### Extract
|---|

Interview with David Graves, 01/10/16

Credit to Jamie Spaul for the photograph

Recently our newest contributer had the opportunity to interview on of the best up and coming wrestlers in the UK, David Graves. A relative newcomer to the British Wrestling scene, Graves is probably one of the best kept secrets on the UK scene but recently did enough to earn himself a spot in the Calling Spots Championship Tournament. Despite being eliminated from the first round by his friend and occasional tag partner Liam Slater, Graves’ showing against such a highly talented performer such as Slater was enough to convince Kelly that Graves is someone that will not a secret for much longer.

Lewis Kelly – Hello David and thank you for taking the time to talk to us today. Coming up in the world of British wrestling seems to be a very hard task. How hard do you have to push to get your name out there? And are you wrestling as often as you would like to be?

|---|

### To be done
1. According to the extract, what convinced Kelly about Graves despite his first-round elimination, and why did it carry weight? Answer in one to three sentences.
2. Does each statement agree with the extract? Answer yes or no for each and quote the deciding words.
(a) Graves won his first-round match in the Calling Spots Championship Tournament.
(b) Liam Slater is described as a friend of Graves.
(c) The photograph is credited to Lewis Kelly.
3. In which tournament does the extract say Graves earned a spot?
The material that follows is not needed for any of the tasks.

### Data excerpt
|---|

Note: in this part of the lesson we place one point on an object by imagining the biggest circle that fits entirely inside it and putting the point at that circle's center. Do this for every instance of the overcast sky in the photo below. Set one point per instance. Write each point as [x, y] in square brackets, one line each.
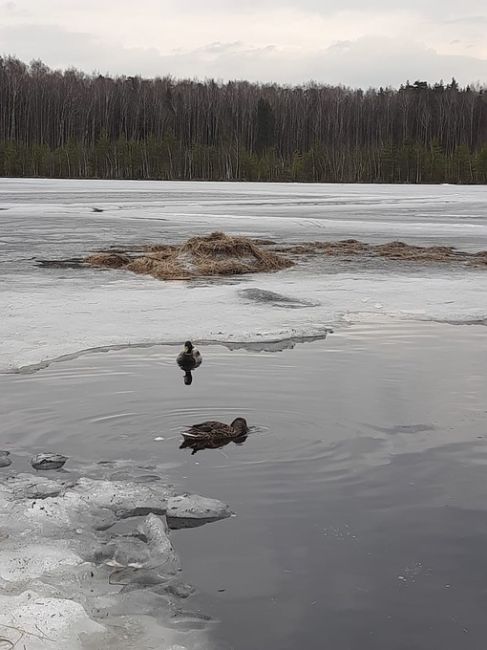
[352, 42]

|---|

### Completed exercise
1. Kelly was convinced by how Graves performed against Liam Slater. It carried weight because the extract calls Slater "such a highly talented performer," so Graves' showing counted for more than the loss.

2.
(a) No: "Despite being eliminated from the first round by his friend and occasional tag partner Liam Slater"
(b) Yes: "his friend and occasional tag partner Liam Slater"
(c) No: "Credit to Jamie Spaul for the photograph"

3. The Calling Spots Championship Tournament.